_Information supplied:_
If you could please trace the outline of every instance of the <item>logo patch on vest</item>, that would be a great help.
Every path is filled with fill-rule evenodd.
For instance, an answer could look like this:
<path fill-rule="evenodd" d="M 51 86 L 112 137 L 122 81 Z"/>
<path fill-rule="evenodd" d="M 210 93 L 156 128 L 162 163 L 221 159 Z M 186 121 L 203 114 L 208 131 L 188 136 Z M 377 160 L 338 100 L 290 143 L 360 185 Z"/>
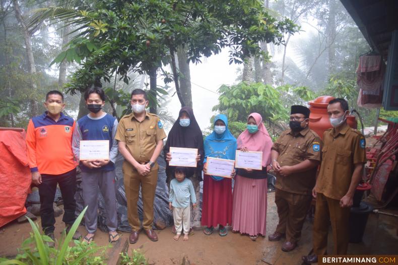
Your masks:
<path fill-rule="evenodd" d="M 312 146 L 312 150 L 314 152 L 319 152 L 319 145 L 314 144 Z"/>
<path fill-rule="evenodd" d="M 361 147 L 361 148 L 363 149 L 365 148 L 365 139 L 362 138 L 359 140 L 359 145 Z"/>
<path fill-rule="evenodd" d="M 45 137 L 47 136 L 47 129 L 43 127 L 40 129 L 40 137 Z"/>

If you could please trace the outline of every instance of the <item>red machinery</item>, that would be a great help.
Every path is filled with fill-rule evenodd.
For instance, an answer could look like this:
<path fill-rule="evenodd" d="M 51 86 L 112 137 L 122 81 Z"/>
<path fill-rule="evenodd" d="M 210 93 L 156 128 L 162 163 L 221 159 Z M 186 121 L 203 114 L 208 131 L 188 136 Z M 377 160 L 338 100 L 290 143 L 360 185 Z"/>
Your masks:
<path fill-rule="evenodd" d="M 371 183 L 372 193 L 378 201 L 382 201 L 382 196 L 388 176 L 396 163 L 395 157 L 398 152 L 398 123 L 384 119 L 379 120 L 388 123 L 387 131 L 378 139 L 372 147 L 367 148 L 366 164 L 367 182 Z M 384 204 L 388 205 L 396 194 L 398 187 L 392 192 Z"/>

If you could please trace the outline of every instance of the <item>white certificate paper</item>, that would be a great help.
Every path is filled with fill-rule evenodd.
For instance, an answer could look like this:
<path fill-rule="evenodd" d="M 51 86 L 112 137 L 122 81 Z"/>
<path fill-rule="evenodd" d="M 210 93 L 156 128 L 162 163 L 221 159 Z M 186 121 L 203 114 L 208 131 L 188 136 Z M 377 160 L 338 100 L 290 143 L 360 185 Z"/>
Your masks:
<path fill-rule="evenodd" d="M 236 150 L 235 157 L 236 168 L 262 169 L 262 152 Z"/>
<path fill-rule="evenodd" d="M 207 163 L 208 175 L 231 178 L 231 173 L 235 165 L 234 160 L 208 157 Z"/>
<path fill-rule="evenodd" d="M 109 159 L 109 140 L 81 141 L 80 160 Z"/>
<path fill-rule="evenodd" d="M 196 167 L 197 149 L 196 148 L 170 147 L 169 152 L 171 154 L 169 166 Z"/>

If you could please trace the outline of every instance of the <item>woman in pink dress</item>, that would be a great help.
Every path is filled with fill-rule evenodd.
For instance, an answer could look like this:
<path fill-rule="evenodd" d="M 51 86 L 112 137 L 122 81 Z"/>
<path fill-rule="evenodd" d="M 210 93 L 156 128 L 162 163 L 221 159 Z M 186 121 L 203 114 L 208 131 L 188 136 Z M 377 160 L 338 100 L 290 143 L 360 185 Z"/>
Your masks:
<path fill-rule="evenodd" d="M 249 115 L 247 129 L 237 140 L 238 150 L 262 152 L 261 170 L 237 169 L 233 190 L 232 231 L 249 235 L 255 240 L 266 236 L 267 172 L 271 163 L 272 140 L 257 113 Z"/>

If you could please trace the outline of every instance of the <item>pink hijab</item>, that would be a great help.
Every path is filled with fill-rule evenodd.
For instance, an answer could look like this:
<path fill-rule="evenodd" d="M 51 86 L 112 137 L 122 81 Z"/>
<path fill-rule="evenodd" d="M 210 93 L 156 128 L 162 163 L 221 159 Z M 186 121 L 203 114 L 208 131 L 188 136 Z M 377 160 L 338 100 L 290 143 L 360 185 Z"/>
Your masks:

...

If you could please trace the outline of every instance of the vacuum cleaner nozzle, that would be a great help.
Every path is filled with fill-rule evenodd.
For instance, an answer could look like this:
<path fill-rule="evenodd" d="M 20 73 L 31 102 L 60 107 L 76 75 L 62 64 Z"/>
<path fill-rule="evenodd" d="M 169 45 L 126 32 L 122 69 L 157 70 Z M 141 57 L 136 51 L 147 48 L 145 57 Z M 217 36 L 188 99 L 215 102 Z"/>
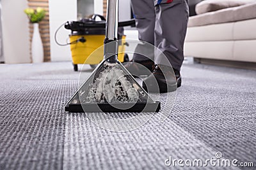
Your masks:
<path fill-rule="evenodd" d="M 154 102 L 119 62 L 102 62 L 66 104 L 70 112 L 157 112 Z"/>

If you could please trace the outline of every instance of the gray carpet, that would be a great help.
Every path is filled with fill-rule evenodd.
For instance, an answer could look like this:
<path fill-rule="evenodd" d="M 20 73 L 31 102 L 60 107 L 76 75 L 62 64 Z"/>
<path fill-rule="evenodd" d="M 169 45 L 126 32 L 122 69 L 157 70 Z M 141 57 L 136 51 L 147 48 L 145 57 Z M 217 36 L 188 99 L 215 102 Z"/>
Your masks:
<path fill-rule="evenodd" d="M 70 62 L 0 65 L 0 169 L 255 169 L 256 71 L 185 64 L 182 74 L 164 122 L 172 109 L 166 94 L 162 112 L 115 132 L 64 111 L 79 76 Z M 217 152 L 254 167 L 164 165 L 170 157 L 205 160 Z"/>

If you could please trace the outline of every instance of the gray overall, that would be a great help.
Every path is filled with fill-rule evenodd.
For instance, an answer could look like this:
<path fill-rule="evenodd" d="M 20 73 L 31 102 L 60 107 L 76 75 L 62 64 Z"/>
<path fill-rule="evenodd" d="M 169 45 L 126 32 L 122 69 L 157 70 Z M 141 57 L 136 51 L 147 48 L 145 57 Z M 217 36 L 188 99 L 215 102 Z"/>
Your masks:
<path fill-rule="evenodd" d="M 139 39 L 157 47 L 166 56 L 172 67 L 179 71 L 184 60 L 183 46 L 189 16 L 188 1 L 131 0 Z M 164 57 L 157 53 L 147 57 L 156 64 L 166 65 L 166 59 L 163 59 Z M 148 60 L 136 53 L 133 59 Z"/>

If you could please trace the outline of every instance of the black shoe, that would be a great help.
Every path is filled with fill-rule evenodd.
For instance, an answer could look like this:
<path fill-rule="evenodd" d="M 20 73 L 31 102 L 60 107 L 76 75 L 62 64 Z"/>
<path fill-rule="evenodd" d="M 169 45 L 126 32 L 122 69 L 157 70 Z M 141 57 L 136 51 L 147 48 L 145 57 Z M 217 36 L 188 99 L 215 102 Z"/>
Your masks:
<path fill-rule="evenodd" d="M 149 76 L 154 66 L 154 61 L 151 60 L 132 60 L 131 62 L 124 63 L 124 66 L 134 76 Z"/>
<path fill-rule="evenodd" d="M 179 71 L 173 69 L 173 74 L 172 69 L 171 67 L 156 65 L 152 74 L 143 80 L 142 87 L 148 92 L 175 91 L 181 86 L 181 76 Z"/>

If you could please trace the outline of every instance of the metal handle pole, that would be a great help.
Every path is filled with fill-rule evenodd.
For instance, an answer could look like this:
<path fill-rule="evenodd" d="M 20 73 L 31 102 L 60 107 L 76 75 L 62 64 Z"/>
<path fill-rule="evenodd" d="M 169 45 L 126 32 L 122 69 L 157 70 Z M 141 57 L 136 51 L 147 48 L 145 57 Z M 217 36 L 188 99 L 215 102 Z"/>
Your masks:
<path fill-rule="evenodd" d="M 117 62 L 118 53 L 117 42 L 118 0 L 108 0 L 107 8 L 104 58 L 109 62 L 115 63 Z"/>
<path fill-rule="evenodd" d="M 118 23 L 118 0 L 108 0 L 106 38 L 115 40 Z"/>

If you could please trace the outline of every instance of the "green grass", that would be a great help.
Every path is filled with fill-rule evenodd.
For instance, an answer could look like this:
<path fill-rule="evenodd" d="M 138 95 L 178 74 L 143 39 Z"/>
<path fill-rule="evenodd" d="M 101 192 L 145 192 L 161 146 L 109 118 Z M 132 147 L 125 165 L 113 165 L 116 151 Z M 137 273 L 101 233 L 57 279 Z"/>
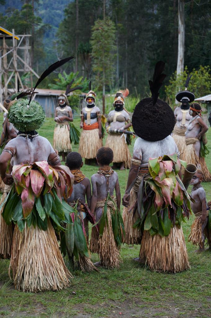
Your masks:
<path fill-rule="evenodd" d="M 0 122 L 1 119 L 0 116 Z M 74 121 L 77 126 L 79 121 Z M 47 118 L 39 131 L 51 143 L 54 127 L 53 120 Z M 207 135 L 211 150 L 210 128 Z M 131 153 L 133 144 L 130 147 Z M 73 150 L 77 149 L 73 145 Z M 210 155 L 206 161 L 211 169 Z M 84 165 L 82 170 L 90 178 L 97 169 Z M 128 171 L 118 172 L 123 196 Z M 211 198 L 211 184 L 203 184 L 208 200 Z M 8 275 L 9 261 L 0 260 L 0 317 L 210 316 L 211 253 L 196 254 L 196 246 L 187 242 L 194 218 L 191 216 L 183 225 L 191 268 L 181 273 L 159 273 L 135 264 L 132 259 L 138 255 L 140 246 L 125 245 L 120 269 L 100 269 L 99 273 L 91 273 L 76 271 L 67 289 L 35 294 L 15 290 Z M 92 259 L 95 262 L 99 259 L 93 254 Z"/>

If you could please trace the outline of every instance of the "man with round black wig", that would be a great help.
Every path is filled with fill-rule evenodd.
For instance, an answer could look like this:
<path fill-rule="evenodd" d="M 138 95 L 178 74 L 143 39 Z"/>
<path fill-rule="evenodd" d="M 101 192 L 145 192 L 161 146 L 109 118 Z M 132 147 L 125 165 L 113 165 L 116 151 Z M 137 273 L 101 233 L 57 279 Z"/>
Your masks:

* * *

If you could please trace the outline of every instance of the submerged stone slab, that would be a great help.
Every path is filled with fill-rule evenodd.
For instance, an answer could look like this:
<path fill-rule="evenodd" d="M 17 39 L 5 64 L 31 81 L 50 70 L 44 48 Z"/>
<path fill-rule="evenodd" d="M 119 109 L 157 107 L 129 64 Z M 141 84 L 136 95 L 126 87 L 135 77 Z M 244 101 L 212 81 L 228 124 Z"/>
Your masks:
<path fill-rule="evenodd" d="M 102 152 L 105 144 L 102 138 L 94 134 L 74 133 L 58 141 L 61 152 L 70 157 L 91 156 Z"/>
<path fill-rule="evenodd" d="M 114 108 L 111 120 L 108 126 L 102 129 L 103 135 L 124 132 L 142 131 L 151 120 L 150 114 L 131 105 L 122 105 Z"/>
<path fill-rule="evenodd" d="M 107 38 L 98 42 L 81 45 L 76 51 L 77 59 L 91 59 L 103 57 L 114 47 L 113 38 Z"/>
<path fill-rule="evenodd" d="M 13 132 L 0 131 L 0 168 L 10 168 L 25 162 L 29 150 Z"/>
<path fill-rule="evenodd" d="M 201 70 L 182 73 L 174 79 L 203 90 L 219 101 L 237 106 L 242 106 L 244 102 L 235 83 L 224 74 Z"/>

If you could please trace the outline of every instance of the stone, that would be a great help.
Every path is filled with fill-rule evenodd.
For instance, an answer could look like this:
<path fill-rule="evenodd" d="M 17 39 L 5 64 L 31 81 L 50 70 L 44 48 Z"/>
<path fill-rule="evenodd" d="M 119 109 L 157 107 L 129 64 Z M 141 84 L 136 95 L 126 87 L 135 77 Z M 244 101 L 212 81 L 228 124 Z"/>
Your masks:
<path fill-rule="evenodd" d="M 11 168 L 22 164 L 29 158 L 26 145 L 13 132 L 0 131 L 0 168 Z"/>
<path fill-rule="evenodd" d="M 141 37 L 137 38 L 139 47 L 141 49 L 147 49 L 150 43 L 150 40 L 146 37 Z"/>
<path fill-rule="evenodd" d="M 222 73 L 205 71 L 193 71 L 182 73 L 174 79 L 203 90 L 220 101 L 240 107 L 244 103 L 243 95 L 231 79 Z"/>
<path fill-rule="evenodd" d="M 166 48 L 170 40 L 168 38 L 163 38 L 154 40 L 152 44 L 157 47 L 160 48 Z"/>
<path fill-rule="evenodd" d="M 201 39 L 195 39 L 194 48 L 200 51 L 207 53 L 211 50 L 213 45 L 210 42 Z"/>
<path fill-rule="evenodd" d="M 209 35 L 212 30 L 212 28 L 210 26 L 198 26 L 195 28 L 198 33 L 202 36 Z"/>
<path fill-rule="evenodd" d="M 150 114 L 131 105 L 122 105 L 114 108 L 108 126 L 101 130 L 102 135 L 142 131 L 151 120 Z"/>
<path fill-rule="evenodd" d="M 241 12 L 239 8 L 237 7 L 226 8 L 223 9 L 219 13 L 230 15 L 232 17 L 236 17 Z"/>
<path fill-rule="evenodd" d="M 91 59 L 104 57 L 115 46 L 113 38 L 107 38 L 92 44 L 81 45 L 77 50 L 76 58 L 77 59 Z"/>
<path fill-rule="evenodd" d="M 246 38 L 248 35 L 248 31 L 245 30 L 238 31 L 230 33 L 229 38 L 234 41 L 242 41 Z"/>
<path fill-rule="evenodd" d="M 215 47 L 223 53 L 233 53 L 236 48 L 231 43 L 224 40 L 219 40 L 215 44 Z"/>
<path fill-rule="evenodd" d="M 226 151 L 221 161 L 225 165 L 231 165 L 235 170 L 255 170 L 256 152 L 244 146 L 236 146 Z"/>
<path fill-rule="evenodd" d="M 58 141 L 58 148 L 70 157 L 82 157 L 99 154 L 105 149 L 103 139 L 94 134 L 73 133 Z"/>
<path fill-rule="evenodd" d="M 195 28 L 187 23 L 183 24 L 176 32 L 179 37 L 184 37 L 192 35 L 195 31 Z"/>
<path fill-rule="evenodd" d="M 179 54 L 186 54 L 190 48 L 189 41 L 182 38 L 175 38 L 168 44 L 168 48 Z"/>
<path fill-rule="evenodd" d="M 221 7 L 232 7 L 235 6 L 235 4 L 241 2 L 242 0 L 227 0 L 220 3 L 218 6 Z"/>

_Instruction:_ Copy out the listing from the line containing "vest</item>, that would be a great help." through the line containing "371 183 L 372", including both of those lines, and leave out the pictures.

_Finished task:_
If you could please trace the outline of every instance of the <item>logo patch on vest</item>, that would be a great help.
Every path is filled with fill-rule evenodd.
For instance, an answer could look like this:
<path fill-rule="evenodd" d="M 51 86 L 112 137 L 122 81 Z"/>
<path fill-rule="evenodd" d="M 210 93 L 156 128 L 162 163 L 221 159 Z M 186 121 L 203 114 L 208 131 L 188 136 Z M 377 160 L 338 100 L 290 143 L 360 185 Z"/>
Your masks:
<path fill-rule="evenodd" d="M 312 146 L 312 150 L 314 152 L 319 152 L 319 145 L 314 144 Z"/>
<path fill-rule="evenodd" d="M 361 147 L 361 148 L 363 149 L 365 148 L 365 139 L 362 138 L 359 140 L 359 145 Z"/>
<path fill-rule="evenodd" d="M 45 137 L 47 136 L 47 129 L 43 127 L 40 129 L 40 137 Z"/>

If you could please trace the outline of every instance of the <item>red machinery</item>, that would be a great help.
Every path is filled with fill-rule evenodd.
For instance, an answer could look like this:
<path fill-rule="evenodd" d="M 51 86 L 112 137 L 122 81 Z"/>
<path fill-rule="evenodd" d="M 210 93 L 156 128 L 162 163 L 221 159 Z M 186 121 L 203 114 L 208 131 L 188 136 Z M 377 160 L 338 100 L 290 143 L 360 185 Z"/>
Your masks:
<path fill-rule="evenodd" d="M 371 183 L 372 193 L 378 201 L 382 201 L 382 196 L 388 176 L 396 163 L 395 157 L 398 152 L 398 123 L 384 119 L 379 120 L 388 123 L 387 131 L 378 139 L 372 147 L 367 148 L 366 164 L 367 182 Z M 384 204 L 388 205 L 396 194 L 398 187 L 392 192 Z"/>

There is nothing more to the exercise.